### Material
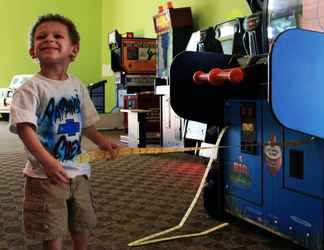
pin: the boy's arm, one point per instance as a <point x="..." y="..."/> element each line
<point x="53" y="169"/>
<point x="101" y="141"/>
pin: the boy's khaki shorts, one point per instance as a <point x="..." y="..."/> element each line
<point x="51" y="210"/>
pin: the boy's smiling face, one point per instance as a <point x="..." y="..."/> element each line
<point x="52" y="44"/>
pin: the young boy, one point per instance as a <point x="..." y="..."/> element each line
<point x="50" y="113"/>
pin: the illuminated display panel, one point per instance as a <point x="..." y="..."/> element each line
<point x="162" y="22"/>
<point x="305" y="14"/>
<point x="139" y="55"/>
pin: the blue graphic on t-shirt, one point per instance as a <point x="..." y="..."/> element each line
<point x="55" y="116"/>
<point x="70" y="127"/>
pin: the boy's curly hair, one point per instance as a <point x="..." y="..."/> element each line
<point x="73" y="33"/>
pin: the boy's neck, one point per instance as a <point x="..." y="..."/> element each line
<point x="54" y="73"/>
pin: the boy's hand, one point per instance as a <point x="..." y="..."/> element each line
<point x="56" y="174"/>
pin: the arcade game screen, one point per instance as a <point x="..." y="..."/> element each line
<point x="305" y="14"/>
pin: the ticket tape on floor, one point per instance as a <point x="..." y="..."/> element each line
<point x="153" y="238"/>
<point x="97" y="154"/>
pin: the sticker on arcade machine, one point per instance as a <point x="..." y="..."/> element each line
<point x="240" y="174"/>
<point x="273" y="155"/>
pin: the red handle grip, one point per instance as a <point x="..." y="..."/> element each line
<point x="218" y="76"/>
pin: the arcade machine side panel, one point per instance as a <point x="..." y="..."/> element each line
<point x="243" y="164"/>
<point x="173" y="26"/>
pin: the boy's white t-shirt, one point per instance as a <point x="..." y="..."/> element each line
<point x="59" y="110"/>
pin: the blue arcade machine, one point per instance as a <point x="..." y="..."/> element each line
<point x="269" y="96"/>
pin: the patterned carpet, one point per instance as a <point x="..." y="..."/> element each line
<point x="136" y="196"/>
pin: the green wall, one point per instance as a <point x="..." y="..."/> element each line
<point x="136" y="16"/>
<point x="94" y="19"/>
<point x="16" y="17"/>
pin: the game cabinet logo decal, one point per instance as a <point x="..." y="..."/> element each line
<point x="240" y="174"/>
<point x="273" y="155"/>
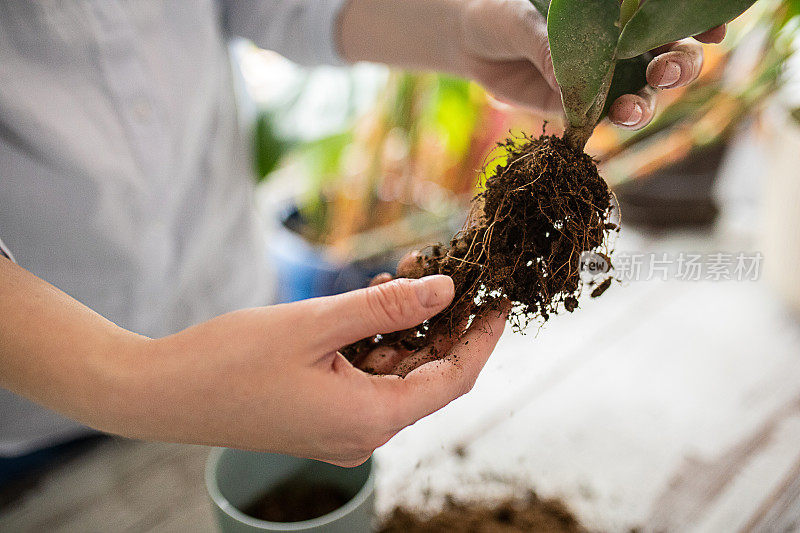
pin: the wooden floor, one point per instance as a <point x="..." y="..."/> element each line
<point x="664" y="406"/>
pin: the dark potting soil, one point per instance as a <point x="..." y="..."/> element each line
<point x="297" y="499"/>
<point x="543" y="205"/>
<point x="529" y="515"/>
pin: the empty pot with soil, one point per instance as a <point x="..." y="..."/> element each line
<point x="254" y="492"/>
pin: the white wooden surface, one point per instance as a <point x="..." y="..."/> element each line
<point x="668" y="406"/>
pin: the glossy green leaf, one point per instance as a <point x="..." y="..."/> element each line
<point x="629" y="78"/>
<point x="268" y="147"/>
<point x="583" y="38"/>
<point x="658" y="22"/>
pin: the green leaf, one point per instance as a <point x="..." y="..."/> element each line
<point x="268" y="147"/>
<point x="626" y="11"/>
<point x="583" y="38"/>
<point x="542" y="6"/>
<point x="629" y="78"/>
<point x="658" y="22"/>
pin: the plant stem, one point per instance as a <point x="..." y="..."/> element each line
<point x="577" y="135"/>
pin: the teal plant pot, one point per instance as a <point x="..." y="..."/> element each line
<point x="303" y="270"/>
<point x="236" y="478"/>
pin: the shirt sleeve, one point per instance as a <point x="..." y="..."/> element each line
<point x="4" y="251"/>
<point x="301" y="30"/>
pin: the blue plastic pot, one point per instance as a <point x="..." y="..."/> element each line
<point x="236" y="478"/>
<point x="303" y="270"/>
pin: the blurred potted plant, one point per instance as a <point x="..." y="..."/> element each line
<point x="400" y="176"/>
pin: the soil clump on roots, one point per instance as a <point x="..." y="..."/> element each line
<point x="542" y="207"/>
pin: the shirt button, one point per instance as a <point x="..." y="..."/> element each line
<point x="142" y="109"/>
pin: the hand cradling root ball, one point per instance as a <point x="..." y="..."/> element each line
<point x="546" y="204"/>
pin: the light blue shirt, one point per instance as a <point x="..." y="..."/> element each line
<point x="124" y="174"/>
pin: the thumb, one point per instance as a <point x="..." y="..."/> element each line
<point x="392" y="306"/>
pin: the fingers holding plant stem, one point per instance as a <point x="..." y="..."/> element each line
<point x="634" y="111"/>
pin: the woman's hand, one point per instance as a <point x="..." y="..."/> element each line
<point x="267" y="379"/>
<point x="501" y="44"/>
<point x="271" y="379"/>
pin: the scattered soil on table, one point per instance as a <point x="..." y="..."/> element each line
<point x="529" y="515"/>
<point x="297" y="499"/>
<point x="542" y="206"/>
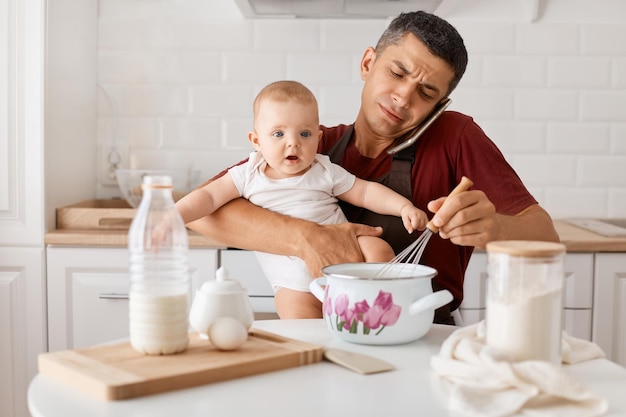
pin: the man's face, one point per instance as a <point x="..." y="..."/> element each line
<point x="402" y="86"/>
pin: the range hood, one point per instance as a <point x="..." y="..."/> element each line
<point x="333" y="8"/>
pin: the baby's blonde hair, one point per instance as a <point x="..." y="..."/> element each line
<point x="284" y="91"/>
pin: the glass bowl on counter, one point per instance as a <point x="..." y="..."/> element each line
<point x="130" y="180"/>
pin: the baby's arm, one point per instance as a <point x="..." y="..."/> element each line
<point x="383" y="200"/>
<point x="205" y="200"/>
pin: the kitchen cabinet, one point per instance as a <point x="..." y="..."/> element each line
<point x="578" y="292"/>
<point x="243" y="266"/>
<point x="88" y="293"/>
<point x="609" y="320"/>
<point x="22" y="324"/>
<point x="22" y="256"/>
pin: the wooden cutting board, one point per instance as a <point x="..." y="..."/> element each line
<point x="117" y="371"/>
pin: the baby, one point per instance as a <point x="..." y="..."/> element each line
<point x="285" y="174"/>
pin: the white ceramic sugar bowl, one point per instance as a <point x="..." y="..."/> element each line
<point x="222" y="297"/>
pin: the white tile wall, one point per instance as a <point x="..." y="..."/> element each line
<point x="181" y="76"/>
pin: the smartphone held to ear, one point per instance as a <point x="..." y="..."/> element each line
<point x="422" y="127"/>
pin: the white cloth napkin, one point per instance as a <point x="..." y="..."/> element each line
<point x="481" y="382"/>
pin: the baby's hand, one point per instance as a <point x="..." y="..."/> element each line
<point x="413" y="218"/>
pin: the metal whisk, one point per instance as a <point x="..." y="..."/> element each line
<point x="413" y="253"/>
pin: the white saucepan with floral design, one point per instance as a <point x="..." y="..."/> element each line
<point x="361" y="307"/>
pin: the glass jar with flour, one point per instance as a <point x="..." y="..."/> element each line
<point x="525" y="299"/>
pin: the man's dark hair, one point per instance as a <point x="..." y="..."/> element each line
<point x="439" y="36"/>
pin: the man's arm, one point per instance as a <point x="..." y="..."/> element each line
<point x="244" y="225"/>
<point x="470" y="219"/>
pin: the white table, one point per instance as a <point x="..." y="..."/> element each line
<point x="322" y="389"/>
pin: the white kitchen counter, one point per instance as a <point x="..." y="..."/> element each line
<point x="322" y="389"/>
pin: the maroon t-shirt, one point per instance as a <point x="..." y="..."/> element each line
<point x="452" y="147"/>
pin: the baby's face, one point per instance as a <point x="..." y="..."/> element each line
<point x="287" y="134"/>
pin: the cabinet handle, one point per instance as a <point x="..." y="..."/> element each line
<point x="113" y="296"/>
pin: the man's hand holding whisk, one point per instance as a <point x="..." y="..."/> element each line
<point x="413" y="218"/>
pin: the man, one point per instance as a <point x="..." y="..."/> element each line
<point x="416" y="64"/>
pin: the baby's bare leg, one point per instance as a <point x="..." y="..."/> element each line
<point x="292" y="304"/>
<point x="375" y="249"/>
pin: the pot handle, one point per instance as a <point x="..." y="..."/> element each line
<point x="431" y="301"/>
<point x="316" y="288"/>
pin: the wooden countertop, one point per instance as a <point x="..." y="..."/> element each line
<point x="114" y="238"/>
<point x="575" y="238"/>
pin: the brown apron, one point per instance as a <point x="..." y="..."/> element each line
<point x="399" y="180"/>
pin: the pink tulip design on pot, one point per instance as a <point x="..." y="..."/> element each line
<point x="381" y="314"/>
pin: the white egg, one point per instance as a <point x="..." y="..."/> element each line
<point x="227" y="333"/>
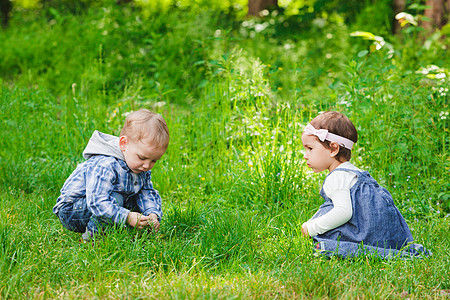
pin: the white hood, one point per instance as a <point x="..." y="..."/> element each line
<point x="103" y="144"/>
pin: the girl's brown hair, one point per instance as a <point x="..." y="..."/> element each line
<point x="339" y="124"/>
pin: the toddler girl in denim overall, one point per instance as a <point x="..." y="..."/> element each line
<point x="358" y="216"/>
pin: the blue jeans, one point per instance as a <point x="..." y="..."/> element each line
<point x="77" y="217"/>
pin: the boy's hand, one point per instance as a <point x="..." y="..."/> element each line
<point x="137" y="220"/>
<point x="140" y="221"/>
<point x="153" y="222"/>
<point x="305" y="232"/>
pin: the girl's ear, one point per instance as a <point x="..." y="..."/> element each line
<point x="123" y="143"/>
<point x="334" y="147"/>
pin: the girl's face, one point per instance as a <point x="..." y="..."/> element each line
<point x="317" y="156"/>
<point x="140" y="156"/>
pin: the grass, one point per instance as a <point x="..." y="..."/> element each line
<point x="234" y="186"/>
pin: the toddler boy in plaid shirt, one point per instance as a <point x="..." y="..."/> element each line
<point x="114" y="184"/>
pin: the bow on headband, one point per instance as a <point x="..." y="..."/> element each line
<point x="323" y="135"/>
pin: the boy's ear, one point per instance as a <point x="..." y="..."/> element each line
<point x="123" y="142"/>
<point x="334" y="147"/>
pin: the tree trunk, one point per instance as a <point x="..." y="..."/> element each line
<point x="5" y="9"/>
<point x="255" y="6"/>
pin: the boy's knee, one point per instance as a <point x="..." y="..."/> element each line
<point x="119" y="198"/>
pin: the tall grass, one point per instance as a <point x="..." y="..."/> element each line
<point x="234" y="186"/>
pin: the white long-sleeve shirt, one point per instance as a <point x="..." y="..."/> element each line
<point x="337" y="187"/>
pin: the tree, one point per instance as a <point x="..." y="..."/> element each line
<point x="255" y="6"/>
<point x="437" y="13"/>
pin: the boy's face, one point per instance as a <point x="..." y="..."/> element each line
<point x="140" y="156"/>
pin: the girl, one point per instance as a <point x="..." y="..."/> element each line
<point x="358" y="215"/>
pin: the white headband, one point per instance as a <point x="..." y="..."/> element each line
<point x="323" y="135"/>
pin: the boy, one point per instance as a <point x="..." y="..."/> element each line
<point x="114" y="184"/>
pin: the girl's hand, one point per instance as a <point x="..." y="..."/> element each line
<point x="138" y="220"/>
<point x="305" y="230"/>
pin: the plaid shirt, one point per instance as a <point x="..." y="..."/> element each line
<point x="95" y="180"/>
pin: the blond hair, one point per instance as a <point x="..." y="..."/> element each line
<point x="144" y="124"/>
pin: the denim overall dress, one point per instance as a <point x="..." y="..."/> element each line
<point x="375" y="228"/>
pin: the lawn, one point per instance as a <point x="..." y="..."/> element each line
<point x="236" y="94"/>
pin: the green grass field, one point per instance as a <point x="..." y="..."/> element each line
<point x="236" y="94"/>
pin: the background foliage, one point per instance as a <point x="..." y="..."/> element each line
<point x="236" y="93"/>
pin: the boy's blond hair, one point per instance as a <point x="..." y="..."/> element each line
<point x="144" y="124"/>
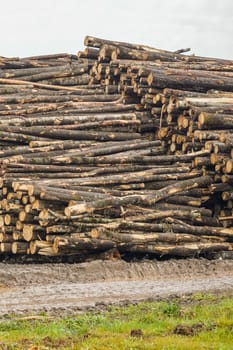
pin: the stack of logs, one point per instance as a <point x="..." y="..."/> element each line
<point x="116" y="150"/>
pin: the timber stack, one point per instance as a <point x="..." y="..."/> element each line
<point x="116" y="151"/>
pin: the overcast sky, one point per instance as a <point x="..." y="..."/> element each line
<point x="29" y="27"/>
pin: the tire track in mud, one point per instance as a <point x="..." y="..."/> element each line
<point x="93" y="285"/>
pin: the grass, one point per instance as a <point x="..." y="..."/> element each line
<point x="195" y="322"/>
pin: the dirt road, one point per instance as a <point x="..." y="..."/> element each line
<point x="93" y="285"/>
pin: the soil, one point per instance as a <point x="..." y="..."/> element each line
<point x="63" y="288"/>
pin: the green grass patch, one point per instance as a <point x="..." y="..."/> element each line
<point x="196" y="322"/>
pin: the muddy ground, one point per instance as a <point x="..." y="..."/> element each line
<point x="31" y="288"/>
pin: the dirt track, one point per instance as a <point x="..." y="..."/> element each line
<point x="65" y="287"/>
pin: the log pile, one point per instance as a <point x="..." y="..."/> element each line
<point x="116" y="150"/>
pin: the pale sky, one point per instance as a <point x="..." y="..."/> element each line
<point x="29" y="27"/>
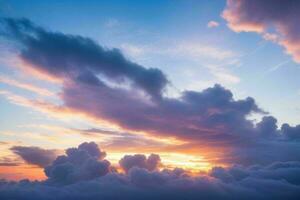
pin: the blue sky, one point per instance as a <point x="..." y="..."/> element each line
<point x="173" y="36"/>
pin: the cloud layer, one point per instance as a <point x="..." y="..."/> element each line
<point x="276" y="20"/>
<point x="91" y="180"/>
<point x="35" y="155"/>
<point x="103" y="84"/>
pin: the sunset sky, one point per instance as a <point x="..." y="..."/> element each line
<point x="191" y="84"/>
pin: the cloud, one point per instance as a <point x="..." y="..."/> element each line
<point x="279" y="180"/>
<point x="83" y="163"/>
<point x="212" y="24"/>
<point x="138" y="160"/>
<point x="35" y="155"/>
<point x="211" y="119"/>
<point x="275" y="20"/>
<point x="76" y="57"/>
<point x="26" y="86"/>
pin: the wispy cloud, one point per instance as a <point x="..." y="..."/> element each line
<point x="212" y="24"/>
<point x="26" y="86"/>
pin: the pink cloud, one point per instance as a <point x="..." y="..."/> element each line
<point x="263" y="16"/>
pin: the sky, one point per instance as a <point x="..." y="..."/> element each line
<point x="141" y="93"/>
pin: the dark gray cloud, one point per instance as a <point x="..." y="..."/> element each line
<point x="35" y="155"/>
<point x="211" y="118"/>
<point x="279" y="180"/>
<point x="80" y="58"/>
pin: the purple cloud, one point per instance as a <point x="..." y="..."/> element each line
<point x="35" y="155"/>
<point x="276" y="20"/>
<point x="279" y="180"/>
<point x="139" y="160"/>
<point x="83" y="163"/>
<point x="210" y="118"/>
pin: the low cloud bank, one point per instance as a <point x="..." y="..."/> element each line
<point x="83" y="173"/>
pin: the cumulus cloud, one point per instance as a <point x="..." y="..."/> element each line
<point x="276" y="181"/>
<point x="83" y="163"/>
<point x="275" y="20"/>
<point x="35" y="155"/>
<point x="138" y="160"/>
<point x="115" y="89"/>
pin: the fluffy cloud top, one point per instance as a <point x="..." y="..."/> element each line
<point x="82" y="163"/>
<point x="263" y="17"/>
<point x="35" y="155"/>
<point x="279" y="180"/>
<point x="138" y="160"/>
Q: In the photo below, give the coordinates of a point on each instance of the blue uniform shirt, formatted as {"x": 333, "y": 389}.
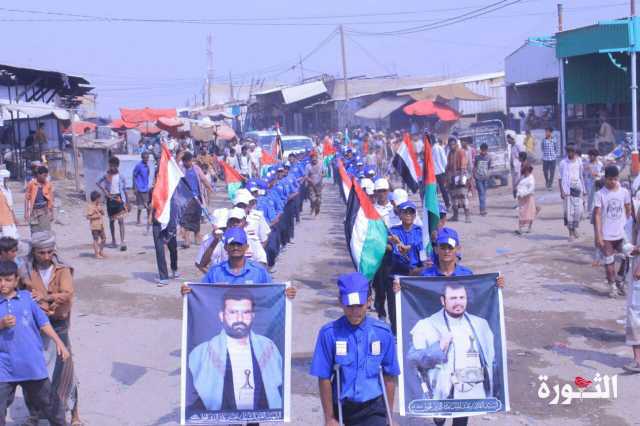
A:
{"x": 360, "y": 351}
{"x": 21, "y": 351}
{"x": 434, "y": 271}
{"x": 192, "y": 178}
{"x": 252, "y": 273}
{"x": 402, "y": 264}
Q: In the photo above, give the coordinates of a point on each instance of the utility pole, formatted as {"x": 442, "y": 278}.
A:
{"x": 301, "y": 70}
{"x": 209, "y": 68}
{"x": 560, "y": 17}
{"x": 635, "y": 157}
{"x": 74, "y": 142}
{"x": 563, "y": 115}
{"x": 344, "y": 65}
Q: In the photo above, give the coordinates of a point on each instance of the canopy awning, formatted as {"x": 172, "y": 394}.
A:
{"x": 447, "y": 93}
{"x": 32, "y": 110}
{"x": 121, "y": 124}
{"x": 79, "y": 127}
{"x": 146, "y": 114}
{"x": 303, "y": 91}
{"x": 383, "y": 107}
{"x": 208, "y": 131}
{"x": 428, "y": 108}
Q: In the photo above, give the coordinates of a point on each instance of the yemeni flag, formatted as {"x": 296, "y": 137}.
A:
{"x": 345, "y": 181}
{"x": 431, "y": 210}
{"x": 276, "y": 149}
{"x": 266, "y": 160}
{"x": 232, "y": 178}
{"x": 168, "y": 180}
{"x": 365, "y": 232}
{"x": 406, "y": 164}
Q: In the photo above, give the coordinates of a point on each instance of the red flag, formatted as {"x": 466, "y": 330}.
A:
{"x": 266, "y": 158}
{"x": 327, "y": 147}
{"x": 231, "y": 175}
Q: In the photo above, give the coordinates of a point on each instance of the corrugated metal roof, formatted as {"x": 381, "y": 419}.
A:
{"x": 383, "y": 107}
{"x": 303, "y": 91}
{"x": 448, "y": 92}
{"x": 603, "y": 37}
{"x": 531, "y": 63}
{"x": 359, "y": 87}
{"x": 467, "y": 79}
{"x": 31, "y": 110}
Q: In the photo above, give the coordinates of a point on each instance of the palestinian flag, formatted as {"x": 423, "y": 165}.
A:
{"x": 345, "y": 181}
{"x": 328, "y": 153}
{"x": 232, "y": 178}
{"x": 266, "y": 160}
{"x": 168, "y": 179}
{"x": 365, "y": 232}
{"x": 406, "y": 164}
{"x": 431, "y": 210}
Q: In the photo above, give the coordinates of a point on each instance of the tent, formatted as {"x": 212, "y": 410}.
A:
{"x": 428, "y": 108}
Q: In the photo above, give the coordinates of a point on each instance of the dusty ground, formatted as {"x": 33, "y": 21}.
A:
{"x": 126, "y": 331}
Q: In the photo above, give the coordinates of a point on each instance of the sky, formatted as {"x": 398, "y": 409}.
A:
{"x": 154, "y": 53}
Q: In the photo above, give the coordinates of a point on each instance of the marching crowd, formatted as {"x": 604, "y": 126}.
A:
{"x": 247, "y": 236}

### Given instruction
Each line from the one containing "of the canopy" to the end of the listing above should be copied exactly, and nothing else.

### In response
Q: In the photo above, give the coordinates of a point on each instance of the canopy awning, formatted as {"x": 172, "y": 394}.
A:
{"x": 447, "y": 93}
{"x": 32, "y": 110}
{"x": 121, "y": 124}
{"x": 79, "y": 127}
{"x": 146, "y": 114}
{"x": 303, "y": 91}
{"x": 383, "y": 107}
{"x": 208, "y": 131}
{"x": 428, "y": 108}
Q: In the photo above, give the coordinates of a point on each instance of the yemeni flag, formatted as {"x": 296, "y": 137}.
A:
{"x": 345, "y": 181}
{"x": 431, "y": 210}
{"x": 276, "y": 149}
{"x": 266, "y": 160}
{"x": 232, "y": 178}
{"x": 168, "y": 180}
{"x": 365, "y": 232}
{"x": 406, "y": 164}
Q: In the photo above, give the coordinates of a point on each instance of the red flag, formatted as {"x": 466, "y": 330}.
A:
{"x": 266, "y": 158}
{"x": 327, "y": 147}
{"x": 231, "y": 175}
Q: In the photo above, give the coordinates of a point on each instance of the corrugated metal roof, formatted as {"x": 381, "y": 419}.
A:
{"x": 383, "y": 107}
{"x": 303, "y": 91}
{"x": 448, "y": 92}
{"x": 603, "y": 37}
{"x": 531, "y": 63}
{"x": 359, "y": 87}
{"x": 467, "y": 79}
{"x": 31, "y": 110}
Q: In the photo above, give the coordinates of a point on each instance of the palestinian flag, formatted as {"x": 423, "y": 165}.
A:
{"x": 345, "y": 181}
{"x": 328, "y": 153}
{"x": 232, "y": 178}
{"x": 266, "y": 160}
{"x": 168, "y": 179}
{"x": 365, "y": 232}
{"x": 406, "y": 164}
{"x": 431, "y": 210}
Q: In the photo above, give the coordinates of a point on each instance of the tent, formatted as {"x": 212, "y": 410}.
A:
{"x": 428, "y": 108}
Q: In the photo above, give the coordinates of a point on each instance of the dusty ground, formatted as {"x": 33, "y": 21}.
A:
{"x": 126, "y": 331}
Q: In the photo above, give the coordinates of a point on each instance of the sky, formatted as {"x": 398, "y": 409}.
A:
{"x": 154, "y": 53}
Q: In the photo above, give the coordinates of a point on each instance of the marching crowd, formatted as {"x": 604, "y": 126}.
A:
{"x": 247, "y": 236}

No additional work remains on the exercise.